Summer Romance is a Cantopop album by singer Leslie Cheung first released in 1987. It was an album that further boosted the pop star's huge popularity and celebrity power. It was awarded Best Selling Album in the Jade Solid Gold 1987 in Hong Kong.

Its popular songs include "Don't Wanna Play Anymore" (拒絕再玩),  "Sleepless Night" (無心睡眠) which won the Jade Solid Gold Award for Best Song in 1987, "Enduring Together" (共同渡過), "Enough" (夠了), and "A Chinese Ghost Story" (倩女幽魂) which is the main theme for the blockbuster film starring Leslie Cheung and Joey Wong.
--------------------
_What to work on_
#1 Reproduce the album passage verbatim from "Its popular songs" up to and including "and Joey Wong.".
#2 According to the album passage, which song won the Jade Solid Gold Award for Best Song in 1987?
#3 What popular songs from the album does the album passage name?
Rely only on the album passage above.
--------------------
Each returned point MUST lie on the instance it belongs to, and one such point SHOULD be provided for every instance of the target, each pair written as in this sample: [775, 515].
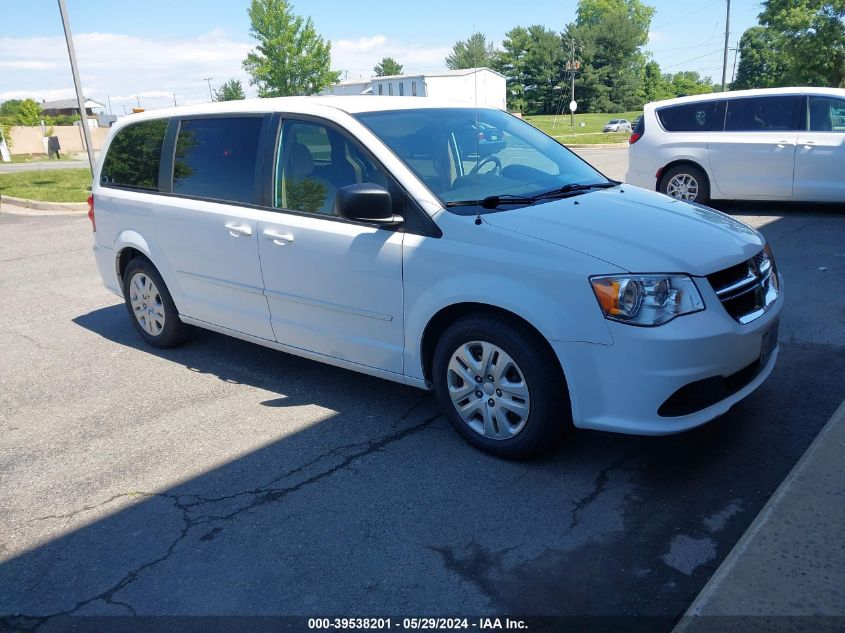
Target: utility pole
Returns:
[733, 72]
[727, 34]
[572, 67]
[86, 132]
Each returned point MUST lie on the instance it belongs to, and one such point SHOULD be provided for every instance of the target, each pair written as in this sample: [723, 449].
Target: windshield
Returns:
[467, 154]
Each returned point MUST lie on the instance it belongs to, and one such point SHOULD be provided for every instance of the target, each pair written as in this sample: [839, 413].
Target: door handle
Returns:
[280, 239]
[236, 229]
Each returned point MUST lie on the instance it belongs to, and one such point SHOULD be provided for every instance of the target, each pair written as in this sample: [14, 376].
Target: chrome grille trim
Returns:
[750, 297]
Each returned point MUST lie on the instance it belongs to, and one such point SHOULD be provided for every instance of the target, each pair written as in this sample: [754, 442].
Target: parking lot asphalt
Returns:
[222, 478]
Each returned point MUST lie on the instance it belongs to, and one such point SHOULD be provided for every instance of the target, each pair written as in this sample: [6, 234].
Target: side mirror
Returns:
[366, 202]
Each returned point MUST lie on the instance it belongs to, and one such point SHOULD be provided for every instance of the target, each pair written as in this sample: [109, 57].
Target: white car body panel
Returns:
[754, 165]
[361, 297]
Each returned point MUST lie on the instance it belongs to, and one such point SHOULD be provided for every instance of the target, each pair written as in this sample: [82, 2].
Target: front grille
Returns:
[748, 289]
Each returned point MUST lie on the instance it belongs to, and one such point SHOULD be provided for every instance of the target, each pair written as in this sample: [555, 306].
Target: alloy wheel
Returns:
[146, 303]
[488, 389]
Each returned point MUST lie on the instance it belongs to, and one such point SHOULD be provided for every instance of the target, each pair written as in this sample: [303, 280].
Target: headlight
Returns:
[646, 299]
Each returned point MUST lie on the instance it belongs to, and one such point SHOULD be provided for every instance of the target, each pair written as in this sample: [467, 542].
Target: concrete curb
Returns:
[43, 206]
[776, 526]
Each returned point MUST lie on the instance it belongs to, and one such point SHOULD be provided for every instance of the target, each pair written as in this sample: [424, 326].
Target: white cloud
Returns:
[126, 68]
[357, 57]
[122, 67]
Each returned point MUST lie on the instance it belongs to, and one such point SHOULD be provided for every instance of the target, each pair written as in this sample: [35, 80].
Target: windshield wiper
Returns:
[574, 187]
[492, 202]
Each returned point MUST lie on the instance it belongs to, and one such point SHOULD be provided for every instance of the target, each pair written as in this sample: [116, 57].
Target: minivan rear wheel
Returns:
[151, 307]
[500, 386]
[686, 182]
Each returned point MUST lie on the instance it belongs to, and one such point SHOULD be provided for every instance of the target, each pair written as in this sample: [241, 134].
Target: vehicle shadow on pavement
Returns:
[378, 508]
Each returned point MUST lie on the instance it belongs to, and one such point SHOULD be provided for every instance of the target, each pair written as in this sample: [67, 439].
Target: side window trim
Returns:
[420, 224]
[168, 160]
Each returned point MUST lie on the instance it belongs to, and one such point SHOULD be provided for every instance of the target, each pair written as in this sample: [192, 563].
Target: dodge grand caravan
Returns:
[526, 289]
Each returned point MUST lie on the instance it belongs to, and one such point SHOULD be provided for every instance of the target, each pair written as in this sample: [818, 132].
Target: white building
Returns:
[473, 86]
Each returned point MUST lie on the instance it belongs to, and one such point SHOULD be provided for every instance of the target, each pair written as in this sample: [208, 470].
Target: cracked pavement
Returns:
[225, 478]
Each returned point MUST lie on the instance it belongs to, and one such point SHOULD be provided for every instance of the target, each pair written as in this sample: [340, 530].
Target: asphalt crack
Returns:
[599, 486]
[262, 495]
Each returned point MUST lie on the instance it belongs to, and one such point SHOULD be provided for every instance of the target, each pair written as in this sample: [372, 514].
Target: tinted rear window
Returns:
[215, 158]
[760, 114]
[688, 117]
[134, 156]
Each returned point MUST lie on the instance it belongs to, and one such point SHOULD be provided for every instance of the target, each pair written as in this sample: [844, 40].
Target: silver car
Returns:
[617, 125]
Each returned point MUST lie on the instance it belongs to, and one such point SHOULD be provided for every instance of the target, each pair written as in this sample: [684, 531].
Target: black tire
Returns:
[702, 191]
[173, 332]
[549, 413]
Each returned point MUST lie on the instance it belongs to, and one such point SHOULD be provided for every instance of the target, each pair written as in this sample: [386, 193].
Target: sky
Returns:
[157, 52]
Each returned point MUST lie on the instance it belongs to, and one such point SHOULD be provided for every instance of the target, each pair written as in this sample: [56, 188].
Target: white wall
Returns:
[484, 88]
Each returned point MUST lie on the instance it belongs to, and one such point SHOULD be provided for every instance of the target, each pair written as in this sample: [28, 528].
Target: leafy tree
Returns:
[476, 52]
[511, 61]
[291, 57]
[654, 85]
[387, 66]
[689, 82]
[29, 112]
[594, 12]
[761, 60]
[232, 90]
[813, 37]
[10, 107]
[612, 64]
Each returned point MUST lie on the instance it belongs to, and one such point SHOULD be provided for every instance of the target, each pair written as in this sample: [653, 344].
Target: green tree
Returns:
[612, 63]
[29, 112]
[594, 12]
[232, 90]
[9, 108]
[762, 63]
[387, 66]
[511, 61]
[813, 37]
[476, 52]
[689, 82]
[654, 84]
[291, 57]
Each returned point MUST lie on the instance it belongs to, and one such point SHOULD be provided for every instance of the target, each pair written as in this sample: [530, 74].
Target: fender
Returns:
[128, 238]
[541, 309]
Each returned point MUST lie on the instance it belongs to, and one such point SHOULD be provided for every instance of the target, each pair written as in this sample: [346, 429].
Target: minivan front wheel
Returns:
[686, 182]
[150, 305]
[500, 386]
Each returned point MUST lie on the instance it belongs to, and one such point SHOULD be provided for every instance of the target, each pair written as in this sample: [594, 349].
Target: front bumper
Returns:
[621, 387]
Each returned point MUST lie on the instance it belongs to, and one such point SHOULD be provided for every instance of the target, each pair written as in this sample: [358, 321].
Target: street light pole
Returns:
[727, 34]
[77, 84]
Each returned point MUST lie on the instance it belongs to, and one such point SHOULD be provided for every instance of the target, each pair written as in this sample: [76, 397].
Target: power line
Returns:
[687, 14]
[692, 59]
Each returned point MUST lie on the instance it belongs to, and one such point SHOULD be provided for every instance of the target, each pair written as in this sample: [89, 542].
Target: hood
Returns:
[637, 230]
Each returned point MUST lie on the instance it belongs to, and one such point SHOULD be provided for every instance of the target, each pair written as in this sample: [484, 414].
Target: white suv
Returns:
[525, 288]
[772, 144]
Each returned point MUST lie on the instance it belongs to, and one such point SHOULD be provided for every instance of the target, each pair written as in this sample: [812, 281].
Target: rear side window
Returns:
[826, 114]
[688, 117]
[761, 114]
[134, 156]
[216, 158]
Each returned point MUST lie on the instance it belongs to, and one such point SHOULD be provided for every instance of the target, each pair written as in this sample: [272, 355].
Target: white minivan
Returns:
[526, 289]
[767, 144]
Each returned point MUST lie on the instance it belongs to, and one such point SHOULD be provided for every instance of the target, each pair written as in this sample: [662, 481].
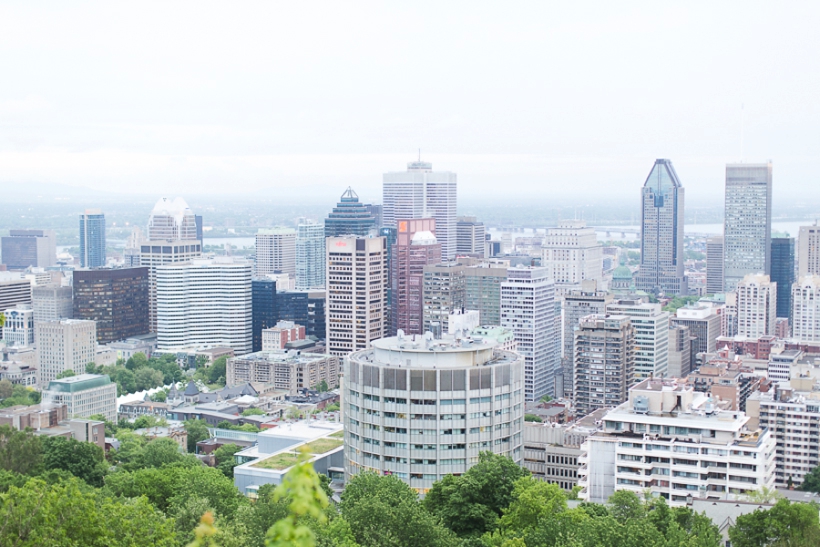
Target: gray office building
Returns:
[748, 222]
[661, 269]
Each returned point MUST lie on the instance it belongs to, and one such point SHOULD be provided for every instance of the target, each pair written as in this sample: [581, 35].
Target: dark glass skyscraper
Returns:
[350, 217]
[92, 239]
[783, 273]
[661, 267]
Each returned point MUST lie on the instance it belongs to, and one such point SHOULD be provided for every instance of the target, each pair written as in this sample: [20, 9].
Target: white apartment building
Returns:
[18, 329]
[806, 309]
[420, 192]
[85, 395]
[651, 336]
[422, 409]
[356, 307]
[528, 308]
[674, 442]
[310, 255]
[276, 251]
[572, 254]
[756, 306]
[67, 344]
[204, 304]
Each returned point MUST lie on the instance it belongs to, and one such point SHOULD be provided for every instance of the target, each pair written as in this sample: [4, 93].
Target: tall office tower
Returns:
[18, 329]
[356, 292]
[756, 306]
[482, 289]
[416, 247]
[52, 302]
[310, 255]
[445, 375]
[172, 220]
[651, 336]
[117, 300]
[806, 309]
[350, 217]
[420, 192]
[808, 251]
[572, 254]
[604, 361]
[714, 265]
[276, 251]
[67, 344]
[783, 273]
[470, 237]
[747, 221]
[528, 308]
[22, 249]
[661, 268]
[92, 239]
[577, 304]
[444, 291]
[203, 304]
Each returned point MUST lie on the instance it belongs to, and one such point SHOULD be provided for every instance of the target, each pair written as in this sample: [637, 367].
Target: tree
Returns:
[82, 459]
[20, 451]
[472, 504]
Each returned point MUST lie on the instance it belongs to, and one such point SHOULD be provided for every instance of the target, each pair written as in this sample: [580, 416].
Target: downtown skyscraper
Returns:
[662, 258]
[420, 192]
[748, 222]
--------------------
_Solutions to the tasks_
#1
Its popular songs include "Don't Wanna Play Anymore" (拒絕再玩),  "Sleepless Night" (無心睡眠) which won the Jade Solid Gold Award for Best Song in 1987, "Enduring Together" (共同渡過), "Enough" (夠了), and "A Chinese Ghost Story" (倩女幽魂) which is the main theme for the blockbuster film starring Leslie Cheung and Joey Wong.

#2 "Sleepless Night" (無心睡眠)

#3
- "Don't Wanna Play Anymore" (拒絕再玩)
- "Sleepless Night" (無心睡眠)
- "Enduring Together" (共同渡過)
- "Enough" (夠了)
- "A Chinese Ghost Story" (倩女幽魂)